_Given information_

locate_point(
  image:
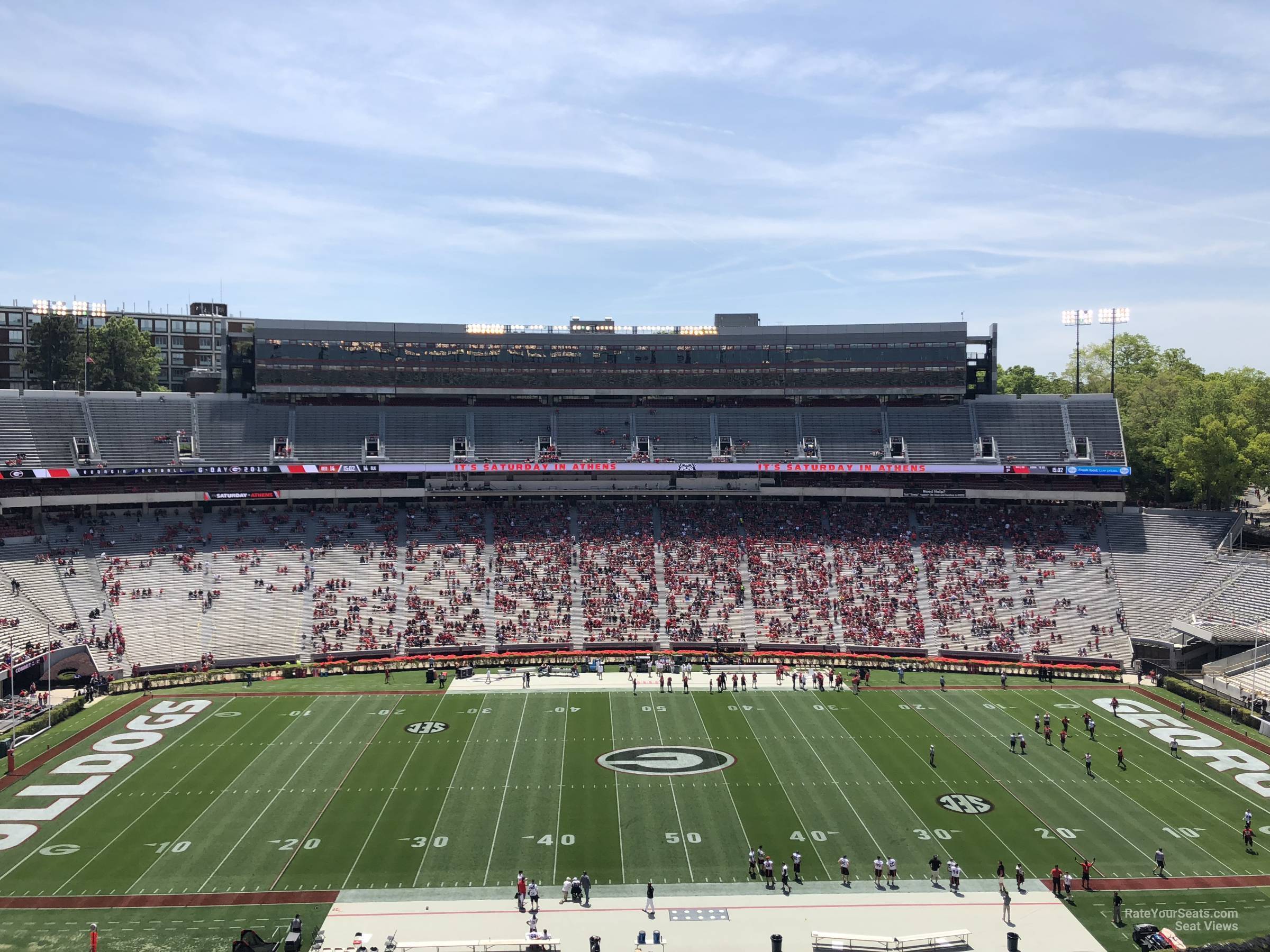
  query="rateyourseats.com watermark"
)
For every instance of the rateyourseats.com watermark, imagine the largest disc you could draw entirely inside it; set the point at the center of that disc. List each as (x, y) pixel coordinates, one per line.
(1195, 921)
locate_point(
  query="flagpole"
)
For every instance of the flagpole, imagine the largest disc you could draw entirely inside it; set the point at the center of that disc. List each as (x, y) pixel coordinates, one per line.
(49, 680)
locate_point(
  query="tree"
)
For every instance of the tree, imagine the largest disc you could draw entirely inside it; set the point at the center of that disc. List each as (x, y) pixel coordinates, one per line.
(55, 353)
(122, 357)
(1023, 379)
(1216, 462)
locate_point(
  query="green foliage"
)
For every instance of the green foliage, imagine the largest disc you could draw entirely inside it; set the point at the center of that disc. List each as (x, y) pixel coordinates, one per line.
(55, 353)
(1214, 705)
(68, 709)
(124, 359)
(1023, 379)
(1192, 438)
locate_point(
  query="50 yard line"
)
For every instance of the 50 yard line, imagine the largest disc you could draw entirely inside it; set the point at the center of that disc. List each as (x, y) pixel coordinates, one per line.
(389, 798)
(618, 790)
(684, 838)
(507, 782)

_Required work_
Present all of the lines above as a numbered list, omitting any blank lines and leaving out the pictures.

_Output for this task_
1. locate_point(
2.   image:
3.   query="rateyourseats.com watermark"
4. )
5. For every instance of the rateyourseats.com watermark, imagine the largest disc you could draw entirely inside it; set the point at the center of that disc. List each as (x, y) pixel coordinates, one per line.
6. (1195, 921)
7. locate_point(
8.   query="flagpole"
9. )
10. For every instance of the flagpole, imagine the largest disc you could draw entirely inside it; set the point at the center of that disc. List each as (x, y) pixel coordinates, one per line.
11. (49, 680)
12. locate_point(
13.   query="tree"
14. )
15. For every instance of the tree, imagine the largest disc you could draw entirely inside it; set the point at the center of that disc. List each as (x, y) pixel coordinates, one per line.
16. (55, 353)
17. (122, 357)
18. (1023, 379)
19. (1216, 462)
20. locate_point(
21.   query="green foliage"
22. )
23. For every instance of the green foliage, imagine the largest disc you could draw entirely inside it; set the point at the center of that disc. List each as (x, y) pixel coordinates, one per line.
24. (55, 353)
25. (1214, 705)
26. (68, 709)
27. (124, 359)
28. (1023, 379)
29. (1192, 438)
30. locate_point(
31.   query="50 yard line"
32. )
33. For every instance of the 50 yard line, imagine the largest disc you could draw entirely inside it; set the point at the center of that disc. List each as (x, y) pixel coordinates, one per line.
34. (389, 798)
35. (618, 790)
36. (684, 838)
37. (507, 782)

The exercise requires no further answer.